Problem requirements ->
Duplicate every line of the listing below, keeping each character unchanged.

# start of Records to process

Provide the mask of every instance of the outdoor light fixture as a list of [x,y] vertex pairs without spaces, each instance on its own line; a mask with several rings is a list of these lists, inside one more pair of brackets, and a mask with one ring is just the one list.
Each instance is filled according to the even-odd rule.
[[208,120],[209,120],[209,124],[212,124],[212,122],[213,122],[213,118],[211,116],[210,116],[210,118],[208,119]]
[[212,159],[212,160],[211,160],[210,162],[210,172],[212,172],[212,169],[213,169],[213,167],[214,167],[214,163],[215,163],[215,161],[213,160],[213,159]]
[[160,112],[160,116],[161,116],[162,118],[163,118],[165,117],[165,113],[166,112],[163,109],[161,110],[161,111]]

# end of Records to process

Response to the exercise ->
Provide the mask of every instance of the outdoor light fixture as a list of [x,y] vertex pairs without spaces, each instance on its own line; a mask with several rings is a list of these lists, inside one more pair of brackets, and a mask with one ring is just the one list.
Each instance is filled according to the even-odd rule.
[[208,120],[209,120],[209,124],[212,124],[212,122],[213,122],[213,118],[211,116],[210,116],[210,118],[208,119]]
[[212,159],[212,160],[211,160],[210,162],[210,172],[212,172],[212,169],[213,169],[213,167],[214,167],[214,163],[215,163],[215,161],[213,160],[213,159]]
[[160,112],[160,116],[161,116],[162,118],[163,118],[165,117],[165,113],[166,112],[163,109],[161,110],[161,111]]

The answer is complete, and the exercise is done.